- [ACTION ITEM]: A verbatim reprint of the records below is what this exercise asks for.

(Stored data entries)
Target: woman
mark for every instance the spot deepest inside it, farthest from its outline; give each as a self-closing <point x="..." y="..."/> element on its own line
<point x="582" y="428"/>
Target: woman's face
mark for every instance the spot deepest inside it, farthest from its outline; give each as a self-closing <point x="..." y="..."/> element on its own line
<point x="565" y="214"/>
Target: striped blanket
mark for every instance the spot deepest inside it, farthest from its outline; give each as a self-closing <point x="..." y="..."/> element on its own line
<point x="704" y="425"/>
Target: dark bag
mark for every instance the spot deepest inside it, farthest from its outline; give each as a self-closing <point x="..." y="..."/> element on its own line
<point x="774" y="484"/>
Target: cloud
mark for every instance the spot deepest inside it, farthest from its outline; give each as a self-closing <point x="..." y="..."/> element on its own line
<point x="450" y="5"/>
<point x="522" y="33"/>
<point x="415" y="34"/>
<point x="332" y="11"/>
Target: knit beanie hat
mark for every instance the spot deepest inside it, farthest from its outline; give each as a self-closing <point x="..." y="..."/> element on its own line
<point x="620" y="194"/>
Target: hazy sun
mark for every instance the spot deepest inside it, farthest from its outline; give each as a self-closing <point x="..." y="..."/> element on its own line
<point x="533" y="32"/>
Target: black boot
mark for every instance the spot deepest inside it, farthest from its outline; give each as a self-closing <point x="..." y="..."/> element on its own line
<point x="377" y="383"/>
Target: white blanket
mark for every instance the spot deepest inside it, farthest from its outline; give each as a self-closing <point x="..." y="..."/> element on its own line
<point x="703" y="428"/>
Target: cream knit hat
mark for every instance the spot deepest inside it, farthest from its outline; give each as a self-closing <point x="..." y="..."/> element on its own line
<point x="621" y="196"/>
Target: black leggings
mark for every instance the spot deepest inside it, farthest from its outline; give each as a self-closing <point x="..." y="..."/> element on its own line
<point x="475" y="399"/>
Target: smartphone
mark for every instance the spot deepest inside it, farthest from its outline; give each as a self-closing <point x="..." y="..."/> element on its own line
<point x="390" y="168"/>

- [ANSWER AREA]:
Target: woman
mark for every instance the spot deepest inside it, farthest from its outline; give each as a self-closing <point x="..." y="..."/> element on its own line
<point x="582" y="428"/>
Target: woman's face
mark for every instance the spot deepest inside it, farthest from its outline; give each as a self-closing <point x="..." y="..."/> element on its own line
<point x="565" y="214"/>
Target: striped blanket
mark for every instance the spot deepest inside it, farthest from its outline; give each as a self-closing <point x="..." y="..."/> element on its own line
<point x="704" y="425"/>
Target: dark bag
mark for every instance the spot deepest inside it, farthest from its outline; give each as a self-closing <point x="..." y="..."/> element on its own line
<point x="774" y="484"/>
Target: cloud
mark for every instance the spot deepest inside it, farthest from its outline; give each as a self-closing <point x="..." y="..."/> element on its own line
<point x="450" y="5"/>
<point x="522" y="33"/>
<point x="415" y="34"/>
<point x="332" y="11"/>
Target: knit beanie hat
mark for every instance the spot deepest inside it, farthest from its outline; give each as a self-closing <point x="..." y="..."/> element on its own line
<point x="620" y="194"/>
Target: hazy sun
mark for every instance the spot deepest inside it, farthest from its outline; give each as a self-closing <point x="..." y="..."/> element on its own line
<point x="533" y="32"/>
Target: black boot
mark for every instance the spot deepest inside it, farthest from its outline; give each as a self-closing <point x="..." y="..."/> element on its own line
<point x="377" y="383"/>
Target: white blanket
mark for every instance the spot deepest inside it, farthest from its outline; give each as a self-closing <point x="..." y="..."/> element on its own line
<point x="703" y="428"/>
Target: cream knit hat
mark for every instance the spot deepest inside it, farthest from its outline; give each as a self-closing <point x="..." y="..."/> element on its own line
<point x="621" y="196"/>
Target: black leggings
mark for every instance the spot deepest inside it, farthest from its outline; give each as a self-closing <point x="..." y="..."/> element on its own line
<point x="475" y="399"/>
Target: smartphone
mark for every instance the spot deepest inside it, farthest from its outline; give each as a self-closing <point x="..." y="..."/> element on its own line
<point x="390" y="168"/>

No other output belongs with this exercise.